** START Stored rows **
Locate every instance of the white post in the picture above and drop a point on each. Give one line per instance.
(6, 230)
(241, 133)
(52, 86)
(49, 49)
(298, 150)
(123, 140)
** END Stored rows **
[What the task asks] Output the data above as a Markdown table with two columns, Row and Text. Number each line in Row, put the line in Text, and leave out blank lines.

[Output for this exercise]
| Row | Text |
|---|---|
| 1 | Locate every instance of the white post in the picture above and drop a point on each. Give one line per instance. |
| 2 | (6, 230) |
| 3 | (241, 133) |
| 4 | (52, 86) |
| 5 | (49, 49) |
| 6 | (298, 150) |
| 7 | (123, 140) |